[The task]: Convert the material below into a two-column CSV with the columns "ask" and "response", one row per entry: the text in the first column and its answer in the second, each in a single quoted field with line breaks replaced by spaces.

** Start of Data rows **

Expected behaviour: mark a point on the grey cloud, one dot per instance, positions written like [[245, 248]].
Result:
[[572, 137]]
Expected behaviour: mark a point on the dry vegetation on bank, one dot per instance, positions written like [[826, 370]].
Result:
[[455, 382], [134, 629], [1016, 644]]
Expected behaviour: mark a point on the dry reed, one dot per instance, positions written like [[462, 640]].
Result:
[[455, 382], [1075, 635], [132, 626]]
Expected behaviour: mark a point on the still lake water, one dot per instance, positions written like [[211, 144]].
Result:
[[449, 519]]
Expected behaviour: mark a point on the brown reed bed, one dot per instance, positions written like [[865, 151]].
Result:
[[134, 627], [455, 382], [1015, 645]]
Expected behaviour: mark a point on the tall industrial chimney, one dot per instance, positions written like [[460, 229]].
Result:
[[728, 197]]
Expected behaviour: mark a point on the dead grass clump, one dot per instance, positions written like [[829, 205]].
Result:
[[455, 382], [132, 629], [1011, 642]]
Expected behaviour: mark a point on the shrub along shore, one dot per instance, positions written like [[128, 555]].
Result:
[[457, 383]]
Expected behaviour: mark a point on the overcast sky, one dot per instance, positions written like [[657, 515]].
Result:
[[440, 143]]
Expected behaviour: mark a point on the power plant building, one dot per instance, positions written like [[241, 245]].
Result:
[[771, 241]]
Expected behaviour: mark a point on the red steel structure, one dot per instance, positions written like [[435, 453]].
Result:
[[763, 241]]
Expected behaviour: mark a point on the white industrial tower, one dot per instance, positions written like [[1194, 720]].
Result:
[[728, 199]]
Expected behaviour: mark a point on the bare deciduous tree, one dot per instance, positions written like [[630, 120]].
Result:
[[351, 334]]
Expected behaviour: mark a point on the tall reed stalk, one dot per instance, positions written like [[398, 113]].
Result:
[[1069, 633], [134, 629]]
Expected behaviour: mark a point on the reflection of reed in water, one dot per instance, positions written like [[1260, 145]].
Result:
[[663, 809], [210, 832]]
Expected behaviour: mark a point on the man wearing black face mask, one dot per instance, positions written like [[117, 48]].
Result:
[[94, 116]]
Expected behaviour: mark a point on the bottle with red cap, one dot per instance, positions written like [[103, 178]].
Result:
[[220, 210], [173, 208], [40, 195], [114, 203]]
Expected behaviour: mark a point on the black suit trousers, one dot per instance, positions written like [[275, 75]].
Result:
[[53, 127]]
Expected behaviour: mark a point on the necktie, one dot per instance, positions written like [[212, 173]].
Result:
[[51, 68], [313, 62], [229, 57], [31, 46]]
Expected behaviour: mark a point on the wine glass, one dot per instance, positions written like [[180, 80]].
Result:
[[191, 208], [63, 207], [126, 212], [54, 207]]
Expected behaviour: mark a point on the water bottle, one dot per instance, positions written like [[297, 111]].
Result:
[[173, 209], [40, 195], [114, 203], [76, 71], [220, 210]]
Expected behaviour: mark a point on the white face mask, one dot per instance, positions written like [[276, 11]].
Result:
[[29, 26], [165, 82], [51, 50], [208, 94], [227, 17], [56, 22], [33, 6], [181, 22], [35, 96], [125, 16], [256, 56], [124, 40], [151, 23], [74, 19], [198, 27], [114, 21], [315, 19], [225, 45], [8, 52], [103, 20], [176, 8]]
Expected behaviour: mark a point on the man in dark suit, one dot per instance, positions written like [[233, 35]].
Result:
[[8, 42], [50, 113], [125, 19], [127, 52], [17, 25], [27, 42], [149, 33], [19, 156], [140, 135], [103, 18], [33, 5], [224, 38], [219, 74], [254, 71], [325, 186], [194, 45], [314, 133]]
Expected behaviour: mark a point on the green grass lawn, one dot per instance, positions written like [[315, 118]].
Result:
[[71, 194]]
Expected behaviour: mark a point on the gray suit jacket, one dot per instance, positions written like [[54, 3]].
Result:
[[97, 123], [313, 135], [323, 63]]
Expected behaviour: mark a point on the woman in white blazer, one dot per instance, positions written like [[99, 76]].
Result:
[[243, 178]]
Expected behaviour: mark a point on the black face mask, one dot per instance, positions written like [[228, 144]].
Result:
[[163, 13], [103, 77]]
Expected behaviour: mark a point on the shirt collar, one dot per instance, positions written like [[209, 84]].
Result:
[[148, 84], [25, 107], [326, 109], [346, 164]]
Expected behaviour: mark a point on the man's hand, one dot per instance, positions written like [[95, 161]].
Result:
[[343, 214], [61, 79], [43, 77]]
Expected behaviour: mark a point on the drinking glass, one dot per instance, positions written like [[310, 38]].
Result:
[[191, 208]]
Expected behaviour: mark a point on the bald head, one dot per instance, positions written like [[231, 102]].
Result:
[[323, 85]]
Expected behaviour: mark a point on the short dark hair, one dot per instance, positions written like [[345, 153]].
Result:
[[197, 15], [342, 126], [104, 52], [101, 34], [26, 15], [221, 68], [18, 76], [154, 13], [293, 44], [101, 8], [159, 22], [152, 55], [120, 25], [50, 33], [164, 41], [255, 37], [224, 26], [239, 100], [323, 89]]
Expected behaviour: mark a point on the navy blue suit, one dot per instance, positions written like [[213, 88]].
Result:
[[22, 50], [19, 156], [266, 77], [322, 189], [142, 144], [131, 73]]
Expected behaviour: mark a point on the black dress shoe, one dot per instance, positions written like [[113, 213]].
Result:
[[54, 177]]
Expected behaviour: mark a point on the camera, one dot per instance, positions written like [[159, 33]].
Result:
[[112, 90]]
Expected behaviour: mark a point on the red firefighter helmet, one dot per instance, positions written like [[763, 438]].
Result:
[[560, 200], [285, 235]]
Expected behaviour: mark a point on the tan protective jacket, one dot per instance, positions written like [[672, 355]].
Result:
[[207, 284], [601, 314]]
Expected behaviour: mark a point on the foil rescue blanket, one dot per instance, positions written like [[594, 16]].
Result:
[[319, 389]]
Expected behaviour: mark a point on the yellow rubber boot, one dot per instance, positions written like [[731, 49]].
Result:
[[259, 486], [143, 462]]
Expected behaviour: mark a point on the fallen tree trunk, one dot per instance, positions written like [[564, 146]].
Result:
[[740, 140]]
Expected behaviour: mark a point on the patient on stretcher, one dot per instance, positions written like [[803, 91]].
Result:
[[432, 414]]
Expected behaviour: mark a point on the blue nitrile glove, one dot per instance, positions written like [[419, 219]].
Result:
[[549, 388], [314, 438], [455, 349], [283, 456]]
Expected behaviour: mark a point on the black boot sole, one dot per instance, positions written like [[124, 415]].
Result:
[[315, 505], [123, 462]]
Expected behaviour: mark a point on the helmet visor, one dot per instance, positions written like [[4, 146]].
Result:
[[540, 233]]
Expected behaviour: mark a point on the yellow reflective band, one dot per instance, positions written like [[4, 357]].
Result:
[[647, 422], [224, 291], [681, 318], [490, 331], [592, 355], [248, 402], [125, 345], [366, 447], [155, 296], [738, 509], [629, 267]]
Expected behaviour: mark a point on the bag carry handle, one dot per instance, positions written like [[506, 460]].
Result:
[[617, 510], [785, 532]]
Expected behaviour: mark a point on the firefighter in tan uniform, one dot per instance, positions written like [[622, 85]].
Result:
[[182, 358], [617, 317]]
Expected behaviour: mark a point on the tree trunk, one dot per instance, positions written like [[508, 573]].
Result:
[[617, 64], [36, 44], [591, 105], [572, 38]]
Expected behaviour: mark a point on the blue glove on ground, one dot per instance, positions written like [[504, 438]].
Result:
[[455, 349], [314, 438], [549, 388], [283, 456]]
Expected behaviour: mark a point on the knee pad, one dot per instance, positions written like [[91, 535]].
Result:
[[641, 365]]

** End of Data rows **

[The response]:
ask,response
"Expected behaviour: mark a point on the grey cloud, one dot per instance, positions written like [[245, 248]]. Result:","[[572, 137]]"
"Expected behaviour: mark a point on the dry vegetation on bank, one dot per instance, positions written like [[826, 370]]. Result:","[[455, 382], [134, 629], [1016, 644]]"
"Expected behaviour: mark a point on the dry reed, one dot per instance, positions written like [[462, 640]]. Result:","[[455, 382], [1075, 635], [132, 626]]"
"Expected behaviour: mark a point on the still lake water, one dot per instance, positions written like [[211, 144]]. Result:","[[449, 519]]"
"Expected behaviour: mark a point on the brown reed bed, one dot per instance, positions written like [[865, 151]]. Result:","[[134, 627], [455, 382], [1015, 645]]"
"Expected behaviour: mark a point on the tall industrial chimney, one dot per instance, positions written like [[460, 229]]. Result:","[[728, 197]]"
"Expected behaviour: mark a point on the dead grass clump, one dot per instance, positions written like [[829, 205]]. Result:","[[455, 382], [132, 629], [1011, 642]]"
"Expected behaviour: mark a point on the shrub along shore, one dot per instance, positions written like [[128, 555]]. Result:","[[457, 383]]"
"Expected behaviour: mark a point on the overcast sky, one dot per instance, positions written like [[657, 515]]. Result:","[[440, 143]]"
"Expected behaviour: mark a point on the power plant building, one dot per instance, positions written like [[241, 245]]. Result:","[[771, 241]]"
"Expected behaviour: mark a point on the red steel structure, one dot per instance, positions written like [[435, 453]]. Result:","[[763, 241]]"
"Expected behaviour: mark a point on the white industrial tower, one dot per instance, positions written like [[1194, 720]]. Result:","[[728, 199]]"
"Expected behaviour: mark a point on the bare deciduous tree, one dot per instance, positions written like [[630, 120]]. Result:","[[351, 334]]"
"Expected behaviour: mark a point on the tall reed stalk, one dot per instance, positions written like [[398, 113]]. Result:","[[1069, 633], [134, 629]]"
"Expected behaviour: mark a point on the reflection of reed in water, one dot per instance, positions written like [[1260, 145]]. Result:","[[663, 809], [210, 832]]"
"Expected behaviour: mark a point on the man wearing black face mask, one dot per instance, positions written like [[117, 48]]. Result:","[[94, 116]]"
"Expected behaviour: mark a point on the bottle with red cap, one dot per instance, positions written like [[103, 178]]. Result:","[[220, 210], [173, 208], [40, 195], [114, 203]]"
"Expected behaviour: mark a point on the black suit trousers, one dot per instance, positions written like [[275, 75]]. Result:","[[53, 127]]"
"Expected behaviour: mark a point on the necktie, one dot per instance, positions written like [[212, 173]]. Result:","[[51, 68], [313, 62], [229, 57], [31, 46]]"
"Expected behaviour: mark a point on the wine glass, one dot per instance, positions written like [[180, 80]]. Result:","[[191, 208], [63, 207], [126, 212], [54, 207]]"
"Expected behaviour: mark a point on the water bottle, one dot per instance, positions written like [[297, 111]]. Result:","[[173, 209], [40, 195], [114, 203], [76, 71], [220, 210]]"
"Expected behaviour: mark a point on the white face mask, one dot per instance, positions written like [[276, 11]]. Result:","[[29, 26], [165, 82], [51, 50], [208, 94], [227, 17], [56, 22], [33, 6], [181, 22], [35, 96], [125, 16], [256, 56], [124, 40], [151, 23], [74, 19], [198, 27], [114, 21], [315, 19], [225, 45], [8, 52], [103, 20], [176, 8]]"
"Expected behaviour: mark a point on the man in dark suit, one dot per instance, positions written like [[233, 35]]. Result:","[[8, 42], [50, 113], [125, 19], [127, 52], [17, 25], [27, 42], [149, 33], [19, 156], [140, 135], [103, 18], [33, 5], [224, 38], [219, 74], [254, 71], [325, 186], [194, 45], [314, 133]]"
"Expected behaviour: mark a point on the green grass lawn, one dot per instance, positions written like [[315, 118]]. Result:","[[71, 194]]"
"Expected behaviour: mark a point on the gray suit jacket, one dot per instance, positions written like [[54, 3]]. Result:","[[97, 123], [313, 135], [323, 63]]"
"Expected behaviour: mark a point on the woman in white blazer, one dot per instance, positions written like [[99, 76]]. Result:","[[243, 178]]"
"Expected behaviour: mark a point on the black face mask, one dot per instance, positions written like [[228, 144]]. Result:","[[163, 13], [103, 77]]"
"Expected behaviour: mark a point on the shirt collar, one dot per instance, positions written like [[209, 84]]. Result:","[[148, 84], [25, 107], [326, 109], [346, 164]]"
"Expected behaviour: mark a point on the man's hand, one dot per instance, positions written like [[95, 161]]. Result:","[[343, 214], [61, 79], [43, 77]]"
"Expected behaviour: mark a point on the drinking glass, one dot per instance, positions written like [[310, 38]]. Result:","[[191, 208]]"
"Expected behaviour: mark a point on the bald head, one dot per instance, positions written like [[231, 102]]. Result:","[[323, 85]]"
"Expected behaviour: mark a point on the short dark hair, one dot per instance, positions written like [[345, 153]]. Result:","[[197, 15], [342, 126], [104, 52], [101, 34], [26, 15], [221, 68], [18, 76], [154, 13], [293, 44], [101, 8], [159, 22], [152, 55], [120, 25], [50, 33], [164, 41], [255, 37], [224, 26], [239, 100], [323, 89]]"
"Expected behaviour: mark a point on the navy blue suit, one dot per instance, positions written like [[213, 88]]. Result:","[[22, 50], [19, 156], [266, 77], [322, 189], [142, 144], [131, 73]]"
"Expected behaviour: mark a point on the black dress shoe, one dot per instance, positions written like [[113, 213]]. Result:","[[54, 177]]"
"Expected behaviour: mark a point on the camera, one dot per instance, positions written like [[159, 33]]. Result:","[[112, 90]]"
"Expected behaviour: mark a point on the red firefighter helmet, one dot per instance, positions written like [[763, 438]]. Result:","[[560, 200], [285, 235]]"
"Expected behaviour: mark a point on the tan protective jacket, one dot per instance, positions written like [[672, 355]]. Result:","[[207, 284], [601, 314]]"
"Expected behaviour: mark a point on the foil rescue blanket, one dot per instance, positions written like [[594, 16]]. Result:","[[319, 389]]"
"Expected behaviour: mark a point on the yellow rubber boot, one dot per instance, positions written like [[731, 49]]. Result:","[[259, 486], [143, 462]]"
"Expected behaviour: mark a point on the fallen tree trunk, one dot per instance, positions written like [[564, 146]]. Result:","[[740, 140]]"
"Expected behaviour: mark a point on the patient on stretcher, one dot per instance, positions written like [[803, 91]]. Result:","[[432, 414]]"
"Expected behaviour: mark a point on the blue nitrile glove, one dot per instance, positions written like [[419, 219]]. Result:","[[549, 388], [314, 438], [455, 349], [283, 456]]"
"Expected behaviour: mark a point on the black boot sole, one dot per instance, positions written like [[124, 415]]. Result:","[[315, 505], [123, 462]]"
"Expected behaviour: mark a point on the helmet visor, one dot per instance, positions written like [[4, 146]]. Result:","[[540, 233]]"
"Expected behaviour: mark a point on the yellow reflective band, one dot per instance, positions written like [[4, 357]]. Result:","[[647, 422], [224, 291], [681, 318], [490, 331], [592, 355], [248, 402], [125, 345], [366, 447], [155, 296], [738, 509], [629, 267]]"
"Expected behaviour: mark a point on the bag carry handle, one dot per instance, positions written like [[506, 460]]. Result:","[[617, 510], [785, 532]]"
"Expected behaviour: mark a point on the firefighter in tan uniform, one dot per instance, positions written like [[622, 85]]. Result:","[[182, 358], [617, 317]]"
"Expected behaviour: mark a point on the tree trunk, one dot per instance, positions written like [[508, 573]]. Result:","[[617, 64], [36, 44], [591, 105], [572, 38]]"
"Expected behaviour: mark a point on the blue glove on ground, one dot per instance, positions written like [[504, 438]]. Result:","[[455, 349], [314, 438], [549, 388], [283, 456]]"
"Expected behaviour: mark a point on the knee pad, one dot per instance, positions written like [[91, 535]]. Result:","[[641, 365]]"